Democratic messaging and framing guru George Lakoff, a former professor of cognitive science and linguistics, calls the Republican/conservative moral system the “Strict Father” mindset. This includes a love of authoritarian, supposedly “strong” men by Republicans. Some Republican favorites include Donald Trump, John McCain and, of course, Ronald Reagan. Moreover, this affinity for a Republican masculine ideal sometimes becomes contagious even for non-Republicans. Recall, for example, in 2007 when MSNBC “Hardball” show host Chris Matthews, a former Democratic legislative staffer, was so taken with Republican presidential candidate Fred Thompson that he asked a female guest:

Can you smell the English leather on this guy, the Aqua Velva, the sort of mature man’s shaving cream, or whatever, you know, after he shaved? Do you smell that sort of—a little bit of cigar smoke? … Does he have sex appeal?

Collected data
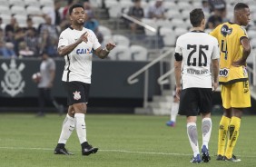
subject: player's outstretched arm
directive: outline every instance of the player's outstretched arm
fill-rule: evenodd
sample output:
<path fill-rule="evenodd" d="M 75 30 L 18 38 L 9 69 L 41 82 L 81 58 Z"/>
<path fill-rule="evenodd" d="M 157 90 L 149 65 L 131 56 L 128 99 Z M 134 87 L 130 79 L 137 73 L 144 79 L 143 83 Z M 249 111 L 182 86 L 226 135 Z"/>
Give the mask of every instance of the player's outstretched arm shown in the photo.
<path fill-rule="evenodd" d="M 104 59 L 107 57 L 108 54 L 111 50 L 115 47 L 115 44 L 113 42 L 110 42 L 106 44 L 105 48 L 99 47 L 95 50 L 95 54 L 100 57 L 101 59 Z"/>
<path fill-rule="evenodd" d="M 218 78 L 219 78 L 219 59 L 212 60 L 212 67 L 213 73 L 213 91 L 216 91 L 218 87 Z"/>
<path fill-rule="evenodd" d="M 180 100 L 180 94 L 182 91 L 182 61 L 174 62 L 174 73 L 175 73 L 175 81 L 176 81 L 176 97 Z"/>
<path fill-rule="evenodd" d="M 251 45 L 250 45 L 250 42 L 249 42 L 248 38 L 242 38 L 241 40 L 241 44 L 242 48 L 243 48 L 242 56 L 238 61 L 232 63 L 233 66 L 245 65 L 247 57 L 249 56 L 249 54 L 251 53 Z"/>

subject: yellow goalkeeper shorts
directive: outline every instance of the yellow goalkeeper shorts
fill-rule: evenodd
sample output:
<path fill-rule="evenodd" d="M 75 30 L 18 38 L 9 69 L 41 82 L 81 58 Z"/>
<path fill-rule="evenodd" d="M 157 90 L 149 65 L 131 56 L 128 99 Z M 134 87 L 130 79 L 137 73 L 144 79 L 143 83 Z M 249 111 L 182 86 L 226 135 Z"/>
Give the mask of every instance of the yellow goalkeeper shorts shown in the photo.
<path fill-rule="evenodd" d="M 221 85 L 222 105 L 229 108 L 251 107 L 249 82 L 238 82 L 232 84 Z"/>

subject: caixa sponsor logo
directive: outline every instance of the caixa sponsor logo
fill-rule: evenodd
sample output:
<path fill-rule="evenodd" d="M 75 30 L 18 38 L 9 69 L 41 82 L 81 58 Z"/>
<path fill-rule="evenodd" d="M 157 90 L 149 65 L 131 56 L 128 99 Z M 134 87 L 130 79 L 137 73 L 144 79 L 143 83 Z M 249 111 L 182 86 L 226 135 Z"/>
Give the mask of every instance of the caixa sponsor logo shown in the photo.
<path fill-rule="evenodd" d="M 93 53 L 93 49 L 77 49 L 76 50 L 76 54 L 92 54 Z"/>
<path fill-rule="evenodd" d="M 220 76 L 227 77 L 229 75 L 229 69 L 223 68 L 220 69 Z"/>

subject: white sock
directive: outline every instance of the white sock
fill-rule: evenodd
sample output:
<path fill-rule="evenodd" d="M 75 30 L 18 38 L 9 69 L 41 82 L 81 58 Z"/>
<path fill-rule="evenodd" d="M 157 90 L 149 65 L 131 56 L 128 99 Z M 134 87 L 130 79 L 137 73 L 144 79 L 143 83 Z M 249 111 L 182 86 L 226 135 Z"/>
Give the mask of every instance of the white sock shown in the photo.
<path fill-rule="evenodd" d="M 87 142 L 86 140 L 86 126 L 85 126 L 85 114 L 74 113 L 75 130 L 80 141 L 80 143 Z"/>
<path fill-rule="evenodd" d="M 191 142 L 192 149 L 193 151 L 193 156 L 196 157 L 199 152 L 198 147 L 198 135 L 195 123 L 187 123 L 187 133 L 189 137 L 189 141 Z"/>
<path fill-rule="evenodd" d="M 72 134 L 74 129 L 74 118 L 66 114 L 66 117 L 63 123 L 62 133 L 58 143 L 65 144 L 68 138 Z"/>
<path fill-rule="evenodd" d="M 208 143 L 212 133 L 212 119 L 203 118 L 202 120 L 202 145 L 208 149 Z"/>
<path fill-rule="evenodd" d="M 171 121 L 176 123 L 178 110 L 179 110 L 179 103 L 172 103 L 172 109 L 171 109 Z"/>

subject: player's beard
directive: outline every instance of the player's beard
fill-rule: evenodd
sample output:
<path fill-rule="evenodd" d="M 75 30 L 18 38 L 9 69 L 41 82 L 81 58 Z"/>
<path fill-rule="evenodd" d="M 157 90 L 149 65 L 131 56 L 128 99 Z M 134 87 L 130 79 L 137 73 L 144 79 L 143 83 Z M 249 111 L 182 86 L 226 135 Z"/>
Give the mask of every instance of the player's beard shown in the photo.
<path fill-rule="evenodd" d="M 76 20 L 76 25 L 84 25 L 84 19 L 83 19 L 83 21 L 80 21 L 79 19 L 78 20 Z"/>

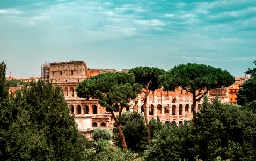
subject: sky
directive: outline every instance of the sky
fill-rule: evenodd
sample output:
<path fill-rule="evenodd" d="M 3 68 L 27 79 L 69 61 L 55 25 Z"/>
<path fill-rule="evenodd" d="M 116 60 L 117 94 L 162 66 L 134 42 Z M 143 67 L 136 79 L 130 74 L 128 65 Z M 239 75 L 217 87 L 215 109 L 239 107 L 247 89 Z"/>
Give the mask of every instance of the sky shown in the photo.
<path fill-rule="evenodd" d="M 6 75 L 40 77 L 46 62 L 169 70 L 205 64 L 244 75 L 256 60 L 256 1 L 0 0 Z"/>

COMPLETE THE FOLLOWING —
**1.** In the passage about Republican masculine ideals, what name does George Lakoff give to the Republican/conservative moral system?
**2.** Continue the passage about Republican masculine ideals, starting after the quoted question to the female guest.

ANSWER SECTION —
**1.** He calls it the "Strict Father" mindset.

**2.**
Likewise, some Republican women act masculine to get more Republican votes. The best example is Sarah Palin, who portrayed herself as a gun-toting Annie Oakley during and after her 2008 Republican Vice Presidential candidacy with running mate John McCain. Palin started out by supporting wolf hunting from airplanes. She followed that up in 2010 with her infamous gun scope ad which “targeted” Democratic representatives, including Gabby Giffords, with gun scope crosshairs on a map showing their districts. Palin then repeatedly advised conservatives: “Don’t retreat …. reload.” Months later, Giffords was shot in the head and six others were killed at an outdoor political event. In 2014, Republican Joni Ernst of Iowa won election to the U.S. Senate in part because of a Palin-like television ad in which she talked about castrating hogs.

Unfortunately, as we’ve seen with Donald Trump, the Republican “Strict Father” ideal seems to excuse male sexual misconduct against women. When Anita Hill raised sexual harassment allegations against Clarence Thomas during his 1991 U.S. Supreme Court confirmation hearing, the Republican Senators on the Judiciary Committee (all male) attacked Hill and voted for Thomas. Sadly, we are not then surprised when, in the face of the current #MeToo movement where many women are recounting painful bouts of sexual harassment and assaults, Republican men such as Tucker Carlson instead say that men are “pretty close to being destroyed.”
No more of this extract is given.